作業指示 = 以下にある Exchange Server のサーバー サイジングについての抜粋から、「Exchange Server には、実運用を想定して負荷をかけるツールがあります。」で始まり「の基本的な使い方を説明します。Load Simulator の使い方は、ここでは割愛します。」で終わる部分を一字一句変えずに書き写してください。

提供された抜粋 =
+---+
Exchange Server を導入するに当たって、気にするポイントとしてはいくつかあると思いますが、ここでは "サーバー サイジング" についてお話します。

サーバー サイジングをするにあたって、Exchange Server を利用するユーザー数や 1 日のメールの通数等を予め調べ、そこから具体的なサイジングをするのがほとんどだと思いますが、正直、実際に運用開始されるまで結果がわかりません。
実際、運用が開始されてしばらく使っていると・・・、的な話を耳にするのは少なくありません。決して多くもありませんが。

では、このギャップを埋めるにはどうすればよいか?
用意したサーバー スペックで運用した場合のシミュレートが、予めできれば、実際に運用開始するまでに、パフォーマンス測定がある程度できます。

Exchange Server には、実運用を想定して負荷をかけるツールがあります。
Exchange 2003 では  Load Simulator、Exchange 2007 では Load Generator というツールが用意されています。
これらのツールは、Active Directory ならびに Exchange Server 上にテスト アカウントとメールボックスを作成し、入力したテスト値をもとに Outlook クライアントでメッセージのやり取りを実施した際をシミュレーションしながら負荷掛けます。

具体的な使い方や、どんなことに利用できるかは、以下にご案内する技術資料を参考にしてもらえればと思いますが、ここでは、Load Genarator の基本的な使い方を説明します。Load Simulator の使い方は、ここでは割愛します。

◆ Exchange 2003
Load Simulator

Load Simulator のダウンロードはこちらから。

◆ Exchange 2007
Load generator

Load Generator のダウンロードは以下から。

  Load Generator (x86)

  Load Generator (x64)

環境にも依存してきますが、それなりに大きな規模を想定して実施する場合は、Load Generator を実行する端末も複数台必要になります。
1 台でどれぐらいのクライアント数をシミュレーションできるかは、Load Generator を実行する端末にも依存してきますが、過去の実績として、1 台で 1,000 クライアントをシミュレーションしていることもありました。この辺りはクライアント スペックやかける負荷によっても異なりますので、多めにクライアントを準備した方が良いでしょう。
+---+
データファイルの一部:
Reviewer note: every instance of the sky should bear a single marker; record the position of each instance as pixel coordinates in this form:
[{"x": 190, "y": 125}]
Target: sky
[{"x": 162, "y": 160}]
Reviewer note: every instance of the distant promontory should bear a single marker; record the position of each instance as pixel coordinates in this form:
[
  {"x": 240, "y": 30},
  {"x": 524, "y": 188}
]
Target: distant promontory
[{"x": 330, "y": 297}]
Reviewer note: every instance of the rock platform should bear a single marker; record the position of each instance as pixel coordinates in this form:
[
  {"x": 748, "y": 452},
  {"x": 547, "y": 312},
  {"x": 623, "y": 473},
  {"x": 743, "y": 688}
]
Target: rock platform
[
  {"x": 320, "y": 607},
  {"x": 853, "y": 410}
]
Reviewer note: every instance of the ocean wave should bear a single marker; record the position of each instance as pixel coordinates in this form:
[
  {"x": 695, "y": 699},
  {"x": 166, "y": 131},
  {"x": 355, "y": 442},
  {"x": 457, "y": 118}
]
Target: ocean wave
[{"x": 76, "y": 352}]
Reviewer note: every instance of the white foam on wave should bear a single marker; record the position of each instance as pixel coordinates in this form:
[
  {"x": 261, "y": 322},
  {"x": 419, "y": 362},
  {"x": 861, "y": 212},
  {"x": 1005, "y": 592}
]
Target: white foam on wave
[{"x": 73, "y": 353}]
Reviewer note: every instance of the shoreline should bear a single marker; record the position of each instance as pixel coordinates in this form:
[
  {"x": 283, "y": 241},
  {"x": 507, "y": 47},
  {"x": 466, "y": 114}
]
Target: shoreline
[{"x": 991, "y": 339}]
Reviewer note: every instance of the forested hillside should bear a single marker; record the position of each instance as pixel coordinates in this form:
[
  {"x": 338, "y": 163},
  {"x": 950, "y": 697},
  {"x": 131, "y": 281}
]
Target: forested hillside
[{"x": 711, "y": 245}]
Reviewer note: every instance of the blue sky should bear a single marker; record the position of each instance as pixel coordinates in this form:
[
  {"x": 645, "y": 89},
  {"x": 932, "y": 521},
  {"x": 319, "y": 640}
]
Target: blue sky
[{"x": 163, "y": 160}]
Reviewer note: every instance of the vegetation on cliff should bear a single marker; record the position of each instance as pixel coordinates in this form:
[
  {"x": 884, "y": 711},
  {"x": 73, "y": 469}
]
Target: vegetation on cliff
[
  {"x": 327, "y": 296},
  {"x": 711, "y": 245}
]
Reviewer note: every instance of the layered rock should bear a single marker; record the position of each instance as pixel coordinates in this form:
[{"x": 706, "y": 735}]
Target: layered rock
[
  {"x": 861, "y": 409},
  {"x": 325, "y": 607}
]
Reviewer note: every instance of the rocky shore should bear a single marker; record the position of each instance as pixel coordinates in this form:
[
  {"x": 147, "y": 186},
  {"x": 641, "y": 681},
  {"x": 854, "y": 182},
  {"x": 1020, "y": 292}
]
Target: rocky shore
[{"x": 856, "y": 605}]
+---+
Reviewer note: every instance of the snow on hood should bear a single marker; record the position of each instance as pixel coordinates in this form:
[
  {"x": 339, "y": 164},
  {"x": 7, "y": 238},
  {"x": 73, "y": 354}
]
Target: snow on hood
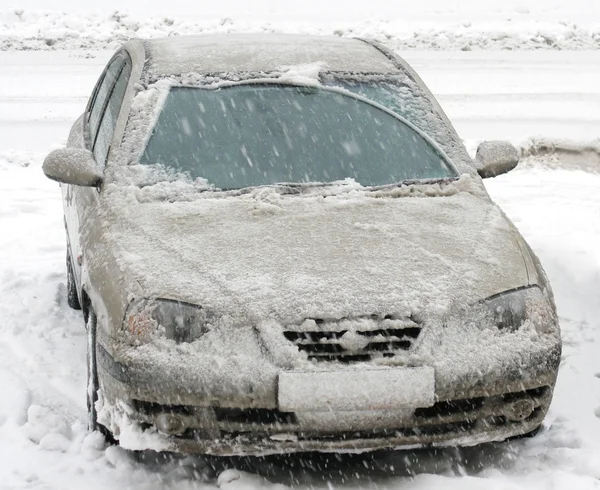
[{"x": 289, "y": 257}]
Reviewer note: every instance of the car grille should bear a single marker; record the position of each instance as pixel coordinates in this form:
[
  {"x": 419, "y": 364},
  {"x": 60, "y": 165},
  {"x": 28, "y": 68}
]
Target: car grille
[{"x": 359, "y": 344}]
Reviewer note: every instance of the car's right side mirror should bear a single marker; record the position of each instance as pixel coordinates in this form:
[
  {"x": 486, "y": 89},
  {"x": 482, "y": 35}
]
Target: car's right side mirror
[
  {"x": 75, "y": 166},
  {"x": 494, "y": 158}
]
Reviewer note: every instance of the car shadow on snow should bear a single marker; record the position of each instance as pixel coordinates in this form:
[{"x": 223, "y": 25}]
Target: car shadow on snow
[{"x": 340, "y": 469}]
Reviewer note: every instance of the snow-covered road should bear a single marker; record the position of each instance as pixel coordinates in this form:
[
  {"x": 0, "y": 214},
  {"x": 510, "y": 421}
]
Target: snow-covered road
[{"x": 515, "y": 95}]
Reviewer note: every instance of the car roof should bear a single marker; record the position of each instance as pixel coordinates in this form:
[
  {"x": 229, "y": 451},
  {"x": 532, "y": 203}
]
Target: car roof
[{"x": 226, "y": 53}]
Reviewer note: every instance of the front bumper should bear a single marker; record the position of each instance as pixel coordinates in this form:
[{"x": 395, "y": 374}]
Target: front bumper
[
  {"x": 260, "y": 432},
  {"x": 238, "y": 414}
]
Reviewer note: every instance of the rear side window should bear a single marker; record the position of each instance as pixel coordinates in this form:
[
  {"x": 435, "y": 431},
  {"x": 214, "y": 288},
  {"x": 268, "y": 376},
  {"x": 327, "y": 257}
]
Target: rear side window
+---+
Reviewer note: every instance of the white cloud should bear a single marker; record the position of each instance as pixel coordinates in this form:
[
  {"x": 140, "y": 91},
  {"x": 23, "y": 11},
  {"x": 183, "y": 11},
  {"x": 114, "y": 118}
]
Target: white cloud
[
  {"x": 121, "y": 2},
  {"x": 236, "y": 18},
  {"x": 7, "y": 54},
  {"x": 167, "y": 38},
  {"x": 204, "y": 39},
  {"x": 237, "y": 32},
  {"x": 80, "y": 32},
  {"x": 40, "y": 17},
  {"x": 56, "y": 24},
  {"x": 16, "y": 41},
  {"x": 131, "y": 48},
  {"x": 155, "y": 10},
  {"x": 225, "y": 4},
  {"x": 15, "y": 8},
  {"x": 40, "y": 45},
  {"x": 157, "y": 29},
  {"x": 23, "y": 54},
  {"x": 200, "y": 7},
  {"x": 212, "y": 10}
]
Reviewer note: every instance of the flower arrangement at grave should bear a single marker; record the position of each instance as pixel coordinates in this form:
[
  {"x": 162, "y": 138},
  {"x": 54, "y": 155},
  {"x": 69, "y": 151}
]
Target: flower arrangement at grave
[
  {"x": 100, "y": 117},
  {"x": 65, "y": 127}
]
+---+
回答 =
Exchange Server には、実運用を想定して負荷をかけるツールがあります。
Exchange 2003 では  Load Simulator、Exchange 2007 では Load Generator というツールが用意されています。
これらのツールは、Active Directory ならびに Exchange Server 上にテスト アカウントとメールボックスを作成し、入力したテスト値をもとに Outlook クライアントでメッセージのやり取りを実施した際をシミュレーションしながら負荷掛けます。

具体的な使い方や、どんなことに利用できるかは、以下にご案内する技術資料を参考にしてもらえればと思いますが、ここでは、Load Genarator の基本的な使い方を説明します。Load Simulator の使い方は、ここでは割愛します。